• WHAT IS EXPECTED
Format the lines below, from the line containing "Where can the blue coach" down to the line containing "<point>231,404</point>", as a Markdown table with the columns Row and Line. Number each row, omit blank lines, and leave out the pictures.
----------
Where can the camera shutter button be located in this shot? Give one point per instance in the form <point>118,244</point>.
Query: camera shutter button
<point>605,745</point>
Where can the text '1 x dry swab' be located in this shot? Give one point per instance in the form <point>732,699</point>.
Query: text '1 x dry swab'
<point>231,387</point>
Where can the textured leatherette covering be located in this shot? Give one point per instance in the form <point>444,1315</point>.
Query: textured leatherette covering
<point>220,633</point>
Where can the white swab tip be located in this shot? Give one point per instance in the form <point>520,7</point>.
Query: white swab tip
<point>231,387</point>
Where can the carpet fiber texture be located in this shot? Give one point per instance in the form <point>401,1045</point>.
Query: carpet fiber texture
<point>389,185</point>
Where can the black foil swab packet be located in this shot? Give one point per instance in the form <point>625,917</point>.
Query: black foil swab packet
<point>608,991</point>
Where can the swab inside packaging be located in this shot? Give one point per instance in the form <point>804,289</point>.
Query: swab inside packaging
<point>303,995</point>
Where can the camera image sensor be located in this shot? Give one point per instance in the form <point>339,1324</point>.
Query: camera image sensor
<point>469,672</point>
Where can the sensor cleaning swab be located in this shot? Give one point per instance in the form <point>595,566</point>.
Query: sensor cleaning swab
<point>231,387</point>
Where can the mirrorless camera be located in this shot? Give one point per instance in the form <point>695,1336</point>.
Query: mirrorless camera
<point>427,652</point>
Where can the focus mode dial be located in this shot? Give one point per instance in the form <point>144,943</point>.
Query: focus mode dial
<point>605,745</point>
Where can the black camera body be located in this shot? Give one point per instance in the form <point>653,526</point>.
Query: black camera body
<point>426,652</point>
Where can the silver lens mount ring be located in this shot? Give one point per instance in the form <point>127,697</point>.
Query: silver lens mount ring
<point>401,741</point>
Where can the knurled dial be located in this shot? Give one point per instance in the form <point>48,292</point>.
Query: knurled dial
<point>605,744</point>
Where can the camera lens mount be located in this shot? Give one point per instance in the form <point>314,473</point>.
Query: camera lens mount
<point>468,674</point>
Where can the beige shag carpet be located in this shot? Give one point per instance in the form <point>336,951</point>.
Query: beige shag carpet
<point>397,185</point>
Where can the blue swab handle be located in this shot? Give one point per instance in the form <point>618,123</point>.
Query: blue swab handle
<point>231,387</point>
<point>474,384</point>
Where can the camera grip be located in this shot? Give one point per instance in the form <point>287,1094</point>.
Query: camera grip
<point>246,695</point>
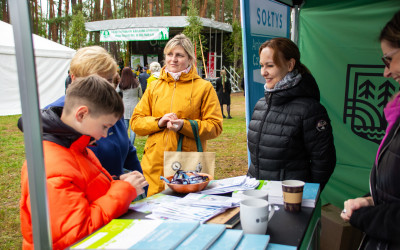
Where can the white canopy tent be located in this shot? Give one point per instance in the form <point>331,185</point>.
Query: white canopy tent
<point>52,64</point>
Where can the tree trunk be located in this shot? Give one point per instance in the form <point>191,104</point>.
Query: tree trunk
<point>53,26</point>
<point>66,13</point>
<point>59,28</point>
<point>115,9</point>
<point>158,7</point>
<point>223,11</point>
<point>73,4</point>
<point>204,9</point>
<point>217,5</point>
<point>234,10</point>
<point>6,17</point>
<point>96,17</point>
<point>178,7</point>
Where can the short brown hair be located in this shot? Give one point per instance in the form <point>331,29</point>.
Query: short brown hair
<point>93,60</point>
<point>284,49</point>
<point>184,42</point>
<point>97,94</point>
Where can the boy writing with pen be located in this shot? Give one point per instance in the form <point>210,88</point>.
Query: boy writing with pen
<point>82,196</point>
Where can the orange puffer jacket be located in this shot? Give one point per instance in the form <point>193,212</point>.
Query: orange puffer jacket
<point>82,196</point>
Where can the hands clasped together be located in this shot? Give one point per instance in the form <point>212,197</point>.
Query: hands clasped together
<point>354,204</point>
<point>136,179</point>
<point>171,121</point>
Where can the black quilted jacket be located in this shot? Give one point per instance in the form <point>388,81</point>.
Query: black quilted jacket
<point>290,136</point>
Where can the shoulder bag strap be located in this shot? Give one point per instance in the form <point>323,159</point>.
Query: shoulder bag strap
<point>195,128</point>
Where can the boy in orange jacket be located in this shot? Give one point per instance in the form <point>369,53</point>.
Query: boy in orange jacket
<point>82,196</point>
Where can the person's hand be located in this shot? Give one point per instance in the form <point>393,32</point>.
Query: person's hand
<point>354,204</point>
<point>137,180</point>
<point>166,118</point>
<point>175,125</point>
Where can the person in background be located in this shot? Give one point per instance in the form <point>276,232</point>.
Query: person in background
<point>155,72</point>
<point>115,152</point>
<point>223,88</point>
<point>115,81</point>
<point>131,93</point>
<point>82,196</point>
<point>143,76</point>
<point>378,213</point>
<point>67,81</point>
<point>290,133</point>
<point>164,112</point>
<point>138,69</point>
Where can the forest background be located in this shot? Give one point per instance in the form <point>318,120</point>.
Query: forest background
<point>63,21</point>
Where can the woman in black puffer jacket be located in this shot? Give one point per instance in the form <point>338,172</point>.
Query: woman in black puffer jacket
<point>290,134</point>
<point>378,214</point>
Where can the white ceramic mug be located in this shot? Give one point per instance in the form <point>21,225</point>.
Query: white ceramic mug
<point>254,215</point>
<point>255,194</point>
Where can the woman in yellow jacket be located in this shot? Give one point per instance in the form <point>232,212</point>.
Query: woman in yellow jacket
<point>164,111</point>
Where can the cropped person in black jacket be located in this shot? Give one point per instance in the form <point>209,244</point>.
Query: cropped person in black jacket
<point>378,213</point>
<point>290,133</point>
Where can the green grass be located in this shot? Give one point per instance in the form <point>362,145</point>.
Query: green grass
<point>230,148</point>
<point>12,155</point>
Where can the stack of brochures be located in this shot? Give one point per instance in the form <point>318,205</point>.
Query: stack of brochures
<point>275,194</point>
<point>196,207</point>
<point>158,234</point>
<point>205,200</point>
<point>230,184</point>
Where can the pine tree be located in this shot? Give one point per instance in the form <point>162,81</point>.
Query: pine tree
<point>193,31</point>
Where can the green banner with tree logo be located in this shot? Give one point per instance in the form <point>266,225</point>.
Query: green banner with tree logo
<point>338,40</point>
<point>134,34</point>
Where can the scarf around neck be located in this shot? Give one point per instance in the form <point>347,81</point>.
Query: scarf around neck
<point>177,75</point>
<point>291,79</point>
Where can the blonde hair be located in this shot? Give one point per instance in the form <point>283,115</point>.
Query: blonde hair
<point>97,94</point>
<point>184,42</point>
<point>155,67</point>
<point>93,60</point>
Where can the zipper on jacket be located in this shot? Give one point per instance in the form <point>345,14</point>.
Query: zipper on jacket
<point>379,157</point>
<point>259,136</point>
<point>173,95</point>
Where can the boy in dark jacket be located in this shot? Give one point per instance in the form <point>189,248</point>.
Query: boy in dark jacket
<point>82,196</point>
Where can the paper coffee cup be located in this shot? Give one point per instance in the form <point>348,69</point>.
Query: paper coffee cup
<point>292,195</point>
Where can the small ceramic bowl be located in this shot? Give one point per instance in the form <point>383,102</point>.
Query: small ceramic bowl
<point>189,188</point>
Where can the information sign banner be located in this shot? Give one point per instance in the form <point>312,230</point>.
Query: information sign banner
<point>134,34</point>
<point>211,63</point>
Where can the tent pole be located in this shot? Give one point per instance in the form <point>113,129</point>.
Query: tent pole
<point>222,53</point>
<point>295,24</point>
<point>19,13</point>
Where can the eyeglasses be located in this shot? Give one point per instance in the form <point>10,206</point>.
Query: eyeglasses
<point>387,59</point>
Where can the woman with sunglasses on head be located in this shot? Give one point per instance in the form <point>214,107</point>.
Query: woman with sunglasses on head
<point>378,213</point>
<point>163,114</point>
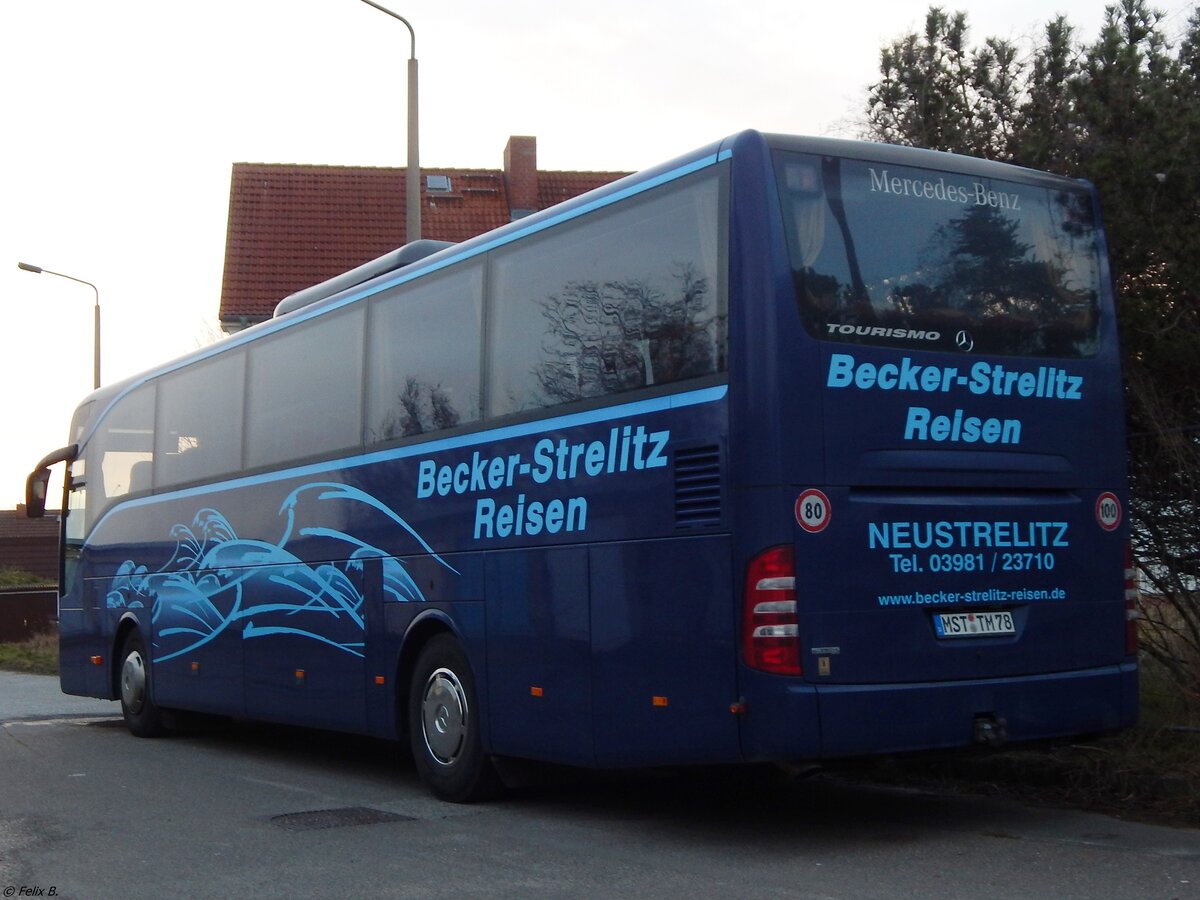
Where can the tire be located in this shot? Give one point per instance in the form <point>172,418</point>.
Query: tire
<point>443,725</point>
<point>142,715</point>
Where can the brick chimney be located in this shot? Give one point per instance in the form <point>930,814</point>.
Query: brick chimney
<point>521,175</point>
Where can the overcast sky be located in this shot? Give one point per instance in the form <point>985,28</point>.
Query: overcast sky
<point>124,119</point>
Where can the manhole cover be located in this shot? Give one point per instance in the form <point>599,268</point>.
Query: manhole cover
<point>336,819</point>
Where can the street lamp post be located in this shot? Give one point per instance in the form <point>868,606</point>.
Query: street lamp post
<point>413,175</point>
<point>39,270</point>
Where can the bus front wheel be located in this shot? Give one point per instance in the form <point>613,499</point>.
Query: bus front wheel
<point>142,715</point>
<point>443,725</point>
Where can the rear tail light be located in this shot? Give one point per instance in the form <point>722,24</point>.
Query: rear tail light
<point>769,628</point>
<point>1131,604</point>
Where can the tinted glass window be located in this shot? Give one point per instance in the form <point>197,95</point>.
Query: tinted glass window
<point>901,256</point>
<point>120,454</point>
<point>305,390</point>
<point>628,298</point>
<point>424,347</point>
<point>199,420</point>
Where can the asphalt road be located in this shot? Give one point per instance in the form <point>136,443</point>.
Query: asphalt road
<point>241,810</point>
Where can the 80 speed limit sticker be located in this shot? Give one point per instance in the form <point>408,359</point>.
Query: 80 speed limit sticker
<point>813,510</point>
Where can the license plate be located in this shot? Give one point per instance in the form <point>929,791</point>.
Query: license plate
<point>973,624</point>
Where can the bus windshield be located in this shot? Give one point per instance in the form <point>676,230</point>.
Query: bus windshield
<point>891,255</point>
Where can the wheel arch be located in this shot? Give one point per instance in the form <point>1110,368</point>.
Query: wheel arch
<point>125,625</point>
<point>423,629</point>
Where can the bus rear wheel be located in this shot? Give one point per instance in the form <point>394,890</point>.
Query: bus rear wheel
<point>143,718</point>
<point>443,725</point>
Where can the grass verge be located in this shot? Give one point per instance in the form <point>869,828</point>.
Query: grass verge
<point>1149,773</point>
<point>37,655</point>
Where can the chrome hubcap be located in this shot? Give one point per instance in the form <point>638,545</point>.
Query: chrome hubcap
<point>444,717</point>
<point>133,682</point>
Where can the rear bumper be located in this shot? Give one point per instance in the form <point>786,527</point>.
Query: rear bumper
<point>873,719</point>
<point>801,720</point>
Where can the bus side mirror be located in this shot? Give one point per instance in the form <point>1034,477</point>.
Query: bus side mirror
<point>36,486</point>
<point>39,483</point>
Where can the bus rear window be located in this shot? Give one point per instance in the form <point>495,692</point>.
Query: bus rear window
<point>897,256</point>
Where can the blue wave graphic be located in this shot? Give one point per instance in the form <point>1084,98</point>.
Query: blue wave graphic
<point>215,580</point>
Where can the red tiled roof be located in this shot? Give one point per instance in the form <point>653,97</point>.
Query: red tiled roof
<point>295,226</point>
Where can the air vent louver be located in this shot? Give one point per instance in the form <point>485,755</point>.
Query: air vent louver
<point>697,472</point>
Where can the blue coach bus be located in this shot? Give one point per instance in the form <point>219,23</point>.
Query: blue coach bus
<point>789,449</point>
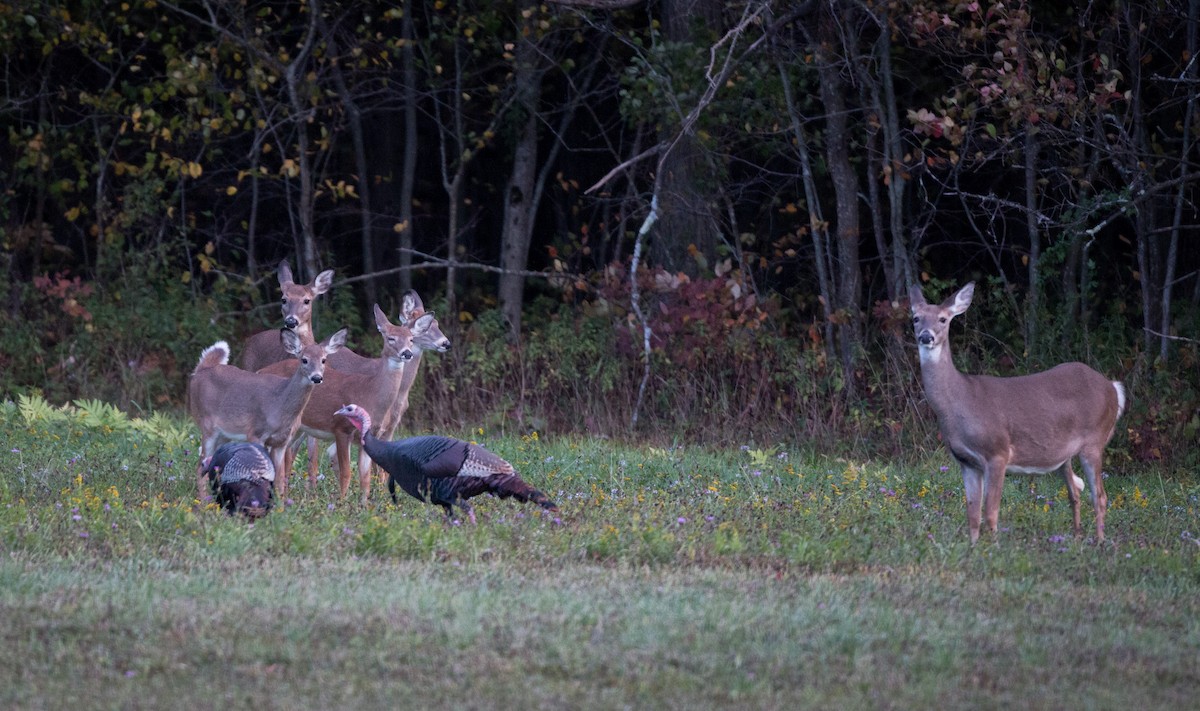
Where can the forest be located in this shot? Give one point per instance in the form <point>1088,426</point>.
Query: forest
<point>661,219</point>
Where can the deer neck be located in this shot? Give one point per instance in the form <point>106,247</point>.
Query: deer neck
<point>940,378</point>
<point>305,332</point>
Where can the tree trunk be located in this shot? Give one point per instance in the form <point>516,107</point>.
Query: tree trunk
<point>687,233</point>
<point>408,163</point>
<point>1031,226</point>
<point>520,205</point>
<point>845,184</point>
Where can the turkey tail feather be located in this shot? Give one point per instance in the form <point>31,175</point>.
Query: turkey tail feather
<point>515,487</point>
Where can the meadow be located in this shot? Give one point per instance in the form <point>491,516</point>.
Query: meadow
<point>751,577</point>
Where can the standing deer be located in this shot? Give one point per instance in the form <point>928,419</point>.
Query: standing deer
<point>229,404</point>
<point>265,347</point>
<point>377,386</point>
<point>1025,424</point>
<point>426,338</point>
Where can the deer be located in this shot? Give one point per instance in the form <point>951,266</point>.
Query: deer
<point>265,347</point>
<point>429,338</point>
<point>1030,424</point>
<point>378,386</point>
<point>231,404</point>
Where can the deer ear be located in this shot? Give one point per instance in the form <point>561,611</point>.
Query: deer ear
<point>915,297</point>
<point>324,280</point>
<point>381,318</point>
<point>961,299</point>
<point>411,306</point>
<point>336,341</point>
<point>291,341</point>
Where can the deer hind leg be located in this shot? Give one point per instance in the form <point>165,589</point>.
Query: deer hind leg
<point>1073,491</point>
<point>972,484</point>
<point>994,484</point>
<point>1091,459</point>
<point>313,461</point>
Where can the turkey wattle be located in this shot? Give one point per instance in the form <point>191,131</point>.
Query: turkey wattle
<point>442,470</point>
<point>241,477</point>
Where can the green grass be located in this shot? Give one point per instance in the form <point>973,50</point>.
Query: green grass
<point>672,578</point>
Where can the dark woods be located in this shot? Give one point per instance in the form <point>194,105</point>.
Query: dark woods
<point>809,162</point>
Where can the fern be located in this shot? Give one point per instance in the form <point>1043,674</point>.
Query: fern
<point>167,430</point>
<point>100,414</point>
<point>34,408</point>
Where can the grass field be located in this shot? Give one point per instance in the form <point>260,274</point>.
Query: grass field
<point>756,578</point>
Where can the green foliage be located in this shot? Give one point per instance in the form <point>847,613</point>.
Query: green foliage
<point>671,575</point>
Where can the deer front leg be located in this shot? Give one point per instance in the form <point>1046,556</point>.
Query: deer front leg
<point>365,473</point>
<point>994,482</point>
<point>342,453</point>
<point>972,484</point>
<point>279,455</point>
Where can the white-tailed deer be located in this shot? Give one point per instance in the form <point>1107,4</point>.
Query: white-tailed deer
<point>1025,424</point>
<point>229,404</point>
<point>265,347</point>
<point>379,387</point>
<point>426,336</point>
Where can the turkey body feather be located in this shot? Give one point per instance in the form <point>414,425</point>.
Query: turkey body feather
<point>443,471</point>
<point>243,478</point>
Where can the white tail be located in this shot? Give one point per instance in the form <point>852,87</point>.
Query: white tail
<point>378,387</point>
<point>265,347</point>
<point>229,404</point>
<point>1026,424</point>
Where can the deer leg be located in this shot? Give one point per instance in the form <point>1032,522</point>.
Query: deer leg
<point>1091,460</point>
<point>972,484</point>
<point>1068,475</point>
<point>313,461</point>
<point>281,472</point>
<point>342,450</point>
<point>365,473</point>
<point>994,482</point>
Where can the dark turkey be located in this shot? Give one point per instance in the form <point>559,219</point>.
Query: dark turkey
<point>442,470</point>
<point>243,478</point>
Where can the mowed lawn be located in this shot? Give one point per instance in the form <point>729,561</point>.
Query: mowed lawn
<point>672,578</point>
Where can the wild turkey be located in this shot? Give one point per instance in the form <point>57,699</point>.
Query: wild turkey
<point>243,478</point>
<point>442,470</point>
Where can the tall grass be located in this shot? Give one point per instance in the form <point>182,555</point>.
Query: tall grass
----------
• RESULT OF THIS EXERCISE
| Row | Line |
|---|---|
| 1 | Where can the blue coach bus be located in this shot? Give one point per instance in the form <point>219,23</point>. |
| 2 | Query: blue coach bus |
| 3 | <point>789,449</point> |
| 4 | Where can the forest be located in this shot? Give one point per instance in the form <point>1088,426</point>. |
| 5 | Query: forest |
| 6 | <point>661,219</point> |
| 7 | Where can the deer neck be located in this shot? Give one point per instance in the form <point>106,247</point>. |
| 8 | Query: deer neck |
| 9 | <point>940,378</point> |
| 10 | <point>305,332</point> |
| 11 | Where can the tree trunk be located in this shot? Give one point per instance in the form <point>516,107</point>. |
| 12 | Query: tree trunk |
| 13 | <point>687,233</point> |
| 14 | <point>408,163</point> |
| 15 | <point>1031,226</point> |
| 16 | <point>520,205</point> |
| 17 | <point>845,184</point> |
| 18 | Where can the turkey tail feather be located in this shot? Give one point per instance in the form <point>31,175</point>. |
| 19 | Query: turkey tail feather |
| 20 | <point>515,487</point> |
| 21 | Where can the meadow be located in this shot? Give one point per instance in the form <point>491,516</point>. |
| 22 | Query: meadow |
| 23 | <point>751,577</point> |
| 24 | Where can the standing deer be located in this shot? Give one point per instance in the form <point>928,419</point>. |
| 25 | Query: standing deer |
| 26 | <point>229,404</point> |
| 27 | <point>265,347</point> |
| 28 | <point>377,386</point> |
| 29 | <point>1025,424</point> |
| 30 | <point>426,338</point> |
| 31 | Where can the deer be located in this shot? Give one point per instance in the form <point>951,266</point>. |
| 32 | Query: deer |
| 33 | <point>265,347</point> |
| 34 | <point>429,338</point> |
| 35 | <point>1030,424</point> |
| 36 | <point>378,386</point> |
| 37 | <point>231,404</point> |